▶ To do:
A. In the excerpt about Roger Joslin, how many years of running does his book draw on?
B. Summarize the excerpt about Roger Joslin in two sentences.
C. Rewrite the excerpt about Roger Joslin from "In a recent" up to and including "everything around him.", swapping "workout" for "run".

▶ Excerpt:
Bobby Ross Jr., The Daily Item (Sunbury, Pennsylvania): In what he calls his “Mother Teresa Run,” Roger Joslin looks for the divine in the faces of everyone he meets. When “Running With Alms,” the Austin seminarian takes along a few dollars to help those in need.

In Joslin’s view, a spiritual experience – even an encounter with God – is as likely to occur along a wooded trail as in a church, synagogue or mosque.

The 52-year-old master of divinity student at Episcopal Theological Seminary of the Southwest relates his experiences in the book “Running the Spiritual Path: A Runner’s Guide to Breathing, Meditating and Exploring the Prayerful Dimension of the Sport.”

Published last year by St. Martin’s Press in New York, the book combines Joslin’s insights from 30 years of running with the spiritual journey that guided him toward the priesthood.

Joslin maintains that through chants, visualization and attention to the most obvious aspects of the present moment – the weather, pain or breathing – the simple run can become the basis for a profound spiritual practice.

“When running, search for the divine in the ordinary,” he writes. “Each run is not a pilgrimage to Chartres, to Mecca, to Jerusalem, but it is a pilgrimage nonetheless.

If the intention is to converse with God, you are a pilgrim. It is the very ordinariness of the run that enables it to become a central part of your spiritual life. When God appears in the midst of the mundane, we are making progress toward him.”

In a recent interview, Joslin described how he prepares for a workout, trying to get himself into a state in which he is keenly aware of everything around him.

[Items listed in a dataset]
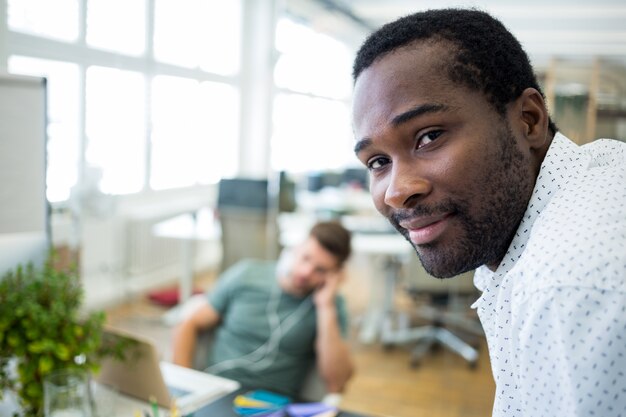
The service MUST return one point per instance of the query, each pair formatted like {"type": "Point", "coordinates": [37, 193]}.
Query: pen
{"type": "Point", "coordinates": [155, 408]}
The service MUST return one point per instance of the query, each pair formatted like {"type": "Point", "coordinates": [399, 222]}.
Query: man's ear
{"type": "Point", "coordinates": [531, 118]}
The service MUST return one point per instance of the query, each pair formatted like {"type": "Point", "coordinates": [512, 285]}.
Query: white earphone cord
{"type": "Point", "coordinates": [251, 360]}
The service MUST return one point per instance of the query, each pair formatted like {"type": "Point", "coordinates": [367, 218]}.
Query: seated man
{"type": "Point", "coordinates": [275, 320]}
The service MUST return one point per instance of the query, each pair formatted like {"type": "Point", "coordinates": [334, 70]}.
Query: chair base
{"type": "Point", "coordinates": [426, 337]}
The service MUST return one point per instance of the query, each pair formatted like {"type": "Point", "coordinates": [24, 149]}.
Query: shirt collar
{"type": "Point", "coordinates": [563, 158]}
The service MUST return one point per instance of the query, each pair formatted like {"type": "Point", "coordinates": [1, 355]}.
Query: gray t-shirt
{"type": "Point", "coordinates": [249, 345]}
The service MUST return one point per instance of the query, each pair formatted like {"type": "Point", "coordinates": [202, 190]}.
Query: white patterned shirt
{"type": "Point", "coordinates": [554, 312]}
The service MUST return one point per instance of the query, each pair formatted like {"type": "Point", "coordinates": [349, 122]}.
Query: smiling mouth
{"type": "Point", "coordinates": [426, 231]}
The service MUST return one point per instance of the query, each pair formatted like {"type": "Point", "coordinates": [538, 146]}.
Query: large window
{"type": "Point", "coordinates": [147, 104]}
{"type": "Point", "coordinates": [311, 112]}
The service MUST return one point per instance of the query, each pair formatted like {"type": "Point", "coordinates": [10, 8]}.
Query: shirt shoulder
{"type": "Point", "coordinates": [580, 236]}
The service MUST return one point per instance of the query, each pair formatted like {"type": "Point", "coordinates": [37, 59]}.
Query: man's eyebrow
{"type": "Point", "coordinates": [403, 118]}
{"type": "Point", "coordinates": [418, 111]}
{"type": "Point", "coordinates": [362, 144]}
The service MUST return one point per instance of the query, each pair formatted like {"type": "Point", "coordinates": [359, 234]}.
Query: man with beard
{"type": "Point", "coordinates": [274, 321]}
{"type": "Point", "coordinates": [466, 163]}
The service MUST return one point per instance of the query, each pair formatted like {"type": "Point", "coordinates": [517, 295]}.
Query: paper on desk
{"type": "Point", "coordinates": [310, 410]}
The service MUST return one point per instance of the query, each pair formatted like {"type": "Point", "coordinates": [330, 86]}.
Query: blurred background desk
{"type": "Point", "coordinates": [223, 407]}
{"type": "Point", "coordinates": [188, 228]}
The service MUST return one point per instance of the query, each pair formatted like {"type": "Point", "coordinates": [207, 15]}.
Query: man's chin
{"type": "Point", "coordinates": [439, 264]}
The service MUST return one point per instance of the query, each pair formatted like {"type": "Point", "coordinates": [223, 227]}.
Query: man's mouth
{"type": "Point", "coordinates": [425, 229]}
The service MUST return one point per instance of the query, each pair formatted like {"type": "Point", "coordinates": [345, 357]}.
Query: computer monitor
{"type": "Point", "coordinates": [243, 193]}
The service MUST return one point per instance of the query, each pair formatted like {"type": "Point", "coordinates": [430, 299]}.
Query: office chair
{"type": "Point", "coordinates": [445, 311]}
{"type": "Point", "coordinates": [313, 389]}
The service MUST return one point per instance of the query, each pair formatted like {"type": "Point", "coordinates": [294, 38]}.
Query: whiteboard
{"type": "Point", "coordinates": [24, 212]}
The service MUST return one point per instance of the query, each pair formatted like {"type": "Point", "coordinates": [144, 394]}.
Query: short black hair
{"type": "Point", "coordinates": [487, 57]}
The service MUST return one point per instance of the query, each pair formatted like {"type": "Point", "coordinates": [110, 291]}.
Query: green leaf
{"type": "Point", "coordinates": [45, 365]}
{"type": "Point", "coordinates": [62, 352]}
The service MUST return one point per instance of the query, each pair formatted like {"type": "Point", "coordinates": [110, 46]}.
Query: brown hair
{"type": "Point", "coordinates": [334, 238]}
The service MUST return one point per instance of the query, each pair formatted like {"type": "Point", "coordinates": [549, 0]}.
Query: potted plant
{"type": "Point", "coordinates": [42, 329]}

▶ Task answers:
A. 30 years.

B. Roger Joslin, a 52-year-old master of divinity student at Episcopal Theological Seminary of the Southwest, wrote "Running the Spiritual Path," a book that combines insights from 30 years of running with the spiritual journey that guided him toward the priesthood. He holds that through chants, visualization and attention to the present moment, the simple run can become the basis for a profound spiritual practice.

C.
In a recent interview, Joslin described how he prepares for a run, trying to get himself into a state in which he is keenly aware of everything around him.